_Given exercise 1_:
Please answer from the birthday reflection below:
(a) Which birthday did the writer turn on June 17th?
(b) Before this week, how many times had the writer gotten a migraine?
(c) What Bible citation appears with the opening verse?
_Given exercise 2_: Carry the birthday reflection below forward, starting after its final sentence.

If we are unfaithful, he remains faithful, for he cannot deny who he is. (2 Timothy 2:13 NLT)
June 17th was my 26th birthday. I have spent my birthdays in some of the least desirable places and in the least desirable state of mind. When my birthday comes around now a days, I am so grateful for being free, both physically and spiritually, that I could really be doing anything and I would be happy. So much so that a couple years ago I picked up at couple of shifts at the restaurant I was working at and worked a double.
The week leading up to my birthday was probably the hardest week I have had since the day I was in my accident. It started off with getting a crippling migraine. It was so bad that I threw up a couple times and made me delusional amongst other things. I have only gotten a migraine once before and I knew that they are not very pleasurable. It really took me out of commission and the effects or the migraine lasted a few days. My week continued to get harder. I don't want to get into a long list of every little thing that happened. I want to stay away from self-pity as much as possible. Things continued to go wrong. My body continued to act up. I was having issues that I haven't had in months. Relationships were strained and there were a lot of confrontational conversations that offenses were taken.

_Extracted data_:
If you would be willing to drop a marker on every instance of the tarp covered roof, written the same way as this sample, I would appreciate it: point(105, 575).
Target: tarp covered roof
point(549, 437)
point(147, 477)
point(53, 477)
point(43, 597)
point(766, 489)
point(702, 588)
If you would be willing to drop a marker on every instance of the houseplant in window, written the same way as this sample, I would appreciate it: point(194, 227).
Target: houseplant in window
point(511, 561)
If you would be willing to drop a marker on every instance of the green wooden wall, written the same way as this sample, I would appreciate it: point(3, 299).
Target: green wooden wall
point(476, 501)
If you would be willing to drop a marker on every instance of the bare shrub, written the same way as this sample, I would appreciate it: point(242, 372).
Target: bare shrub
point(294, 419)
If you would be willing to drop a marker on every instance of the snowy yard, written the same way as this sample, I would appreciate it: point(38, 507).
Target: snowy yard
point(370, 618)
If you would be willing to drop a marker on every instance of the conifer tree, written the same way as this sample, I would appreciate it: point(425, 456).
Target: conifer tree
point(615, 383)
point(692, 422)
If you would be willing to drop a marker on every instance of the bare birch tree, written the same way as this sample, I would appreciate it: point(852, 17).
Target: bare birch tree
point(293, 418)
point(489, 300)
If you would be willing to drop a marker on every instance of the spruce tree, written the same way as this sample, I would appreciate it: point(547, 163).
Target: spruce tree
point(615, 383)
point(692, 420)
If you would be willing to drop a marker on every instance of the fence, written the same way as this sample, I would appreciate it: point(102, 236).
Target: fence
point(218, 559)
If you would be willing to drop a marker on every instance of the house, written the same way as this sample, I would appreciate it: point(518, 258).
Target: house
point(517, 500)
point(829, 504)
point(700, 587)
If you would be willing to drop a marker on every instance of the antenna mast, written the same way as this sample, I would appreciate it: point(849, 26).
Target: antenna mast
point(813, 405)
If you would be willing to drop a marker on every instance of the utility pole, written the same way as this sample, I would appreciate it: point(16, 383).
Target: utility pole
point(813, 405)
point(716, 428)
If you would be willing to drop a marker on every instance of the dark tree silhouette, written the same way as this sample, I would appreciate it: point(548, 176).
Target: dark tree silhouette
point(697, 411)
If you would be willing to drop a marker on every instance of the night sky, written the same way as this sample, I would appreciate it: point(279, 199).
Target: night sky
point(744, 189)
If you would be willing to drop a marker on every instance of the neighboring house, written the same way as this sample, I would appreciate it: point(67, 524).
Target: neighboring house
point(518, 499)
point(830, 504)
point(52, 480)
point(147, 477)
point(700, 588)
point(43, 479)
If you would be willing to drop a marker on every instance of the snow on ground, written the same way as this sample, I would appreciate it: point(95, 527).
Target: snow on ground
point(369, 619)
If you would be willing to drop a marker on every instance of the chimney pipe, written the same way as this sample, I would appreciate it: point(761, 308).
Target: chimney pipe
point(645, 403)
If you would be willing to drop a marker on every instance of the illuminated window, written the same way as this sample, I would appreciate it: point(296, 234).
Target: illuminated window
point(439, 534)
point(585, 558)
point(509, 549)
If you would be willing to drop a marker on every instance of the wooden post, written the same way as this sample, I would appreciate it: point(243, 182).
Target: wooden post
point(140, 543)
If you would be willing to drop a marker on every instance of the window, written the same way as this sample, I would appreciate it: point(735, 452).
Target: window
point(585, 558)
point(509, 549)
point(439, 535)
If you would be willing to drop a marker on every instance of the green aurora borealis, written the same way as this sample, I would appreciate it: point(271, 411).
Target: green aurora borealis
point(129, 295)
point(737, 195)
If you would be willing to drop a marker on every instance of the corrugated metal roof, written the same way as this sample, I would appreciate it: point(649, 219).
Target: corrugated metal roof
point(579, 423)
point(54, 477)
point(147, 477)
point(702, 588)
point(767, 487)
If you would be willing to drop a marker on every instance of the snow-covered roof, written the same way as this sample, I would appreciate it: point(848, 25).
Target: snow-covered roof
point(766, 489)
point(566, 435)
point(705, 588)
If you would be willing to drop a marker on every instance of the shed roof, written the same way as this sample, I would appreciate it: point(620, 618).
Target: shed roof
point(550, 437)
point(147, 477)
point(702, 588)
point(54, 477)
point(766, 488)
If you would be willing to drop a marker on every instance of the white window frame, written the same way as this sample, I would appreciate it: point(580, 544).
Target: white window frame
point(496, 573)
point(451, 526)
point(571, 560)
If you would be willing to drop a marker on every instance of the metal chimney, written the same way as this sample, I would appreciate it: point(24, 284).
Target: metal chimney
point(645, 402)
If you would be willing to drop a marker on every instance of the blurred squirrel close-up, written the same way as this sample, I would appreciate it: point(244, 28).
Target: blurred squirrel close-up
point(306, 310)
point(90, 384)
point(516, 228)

_Expected answer 1_:
(a) The 26th birthday.
(b) Once.
(c) 2 Timothy 2:13 NLT.

_Expected answer 2_:
Things added up. It felt like I was being hit with a barrage of "fiery darts" from the enemy. To be honest I was growing extremely weary, so much so that putting on the armor of God was becoming tiresome. I didn't think I could fight one more day, I wanted to tap out, but such is life. I can't just tap out or say to the devil, "this is getting pretty hard bud. Do you think you could just give me a break for a couple days and we can get right back to this spiritual war, thanks". All these thing accumulated into me sitting in my living room with my parents weeping. To be honest my mind was asking The Lord questions like, "where are you? I thought you were supposed to be my protector? Why all this God? Isn't being in a chair enough." Since i have gotten hurt i have never came to the point where I was asking him questions like this. I don't know if they were always there and that week brought them up or if it was a new battle I was in. My heart however, knew the truth. That he is faithful, unconditionally faithful. My mind would ask these questions and m heart would answer with experiences that God had remained faithful through this accident. My heart was hurting because I was asking God, my creator and savior, these questions in my head. It had been a battle all week and I was in the middle of an epic one. It would be a turning point in this spiritual war I am in. My parents and I cried, prayed, and declared truth that we knew in our heart of hearts.
I am so grateful that I was able to express with God the gut-wrenching honesty of where I was at. I have learned that that is so important. I went to bed that night with not a lot of answers, but I felt lighter. I went to bed, after I cried all my tears and vomited all my feelings and emotions to God, deciding to believe truth, his truth. I have written before about not letting circumstances or feelings control me and how they are facts and sometimes facts get in the way of truth. This night was a very intense opportunity to practice that.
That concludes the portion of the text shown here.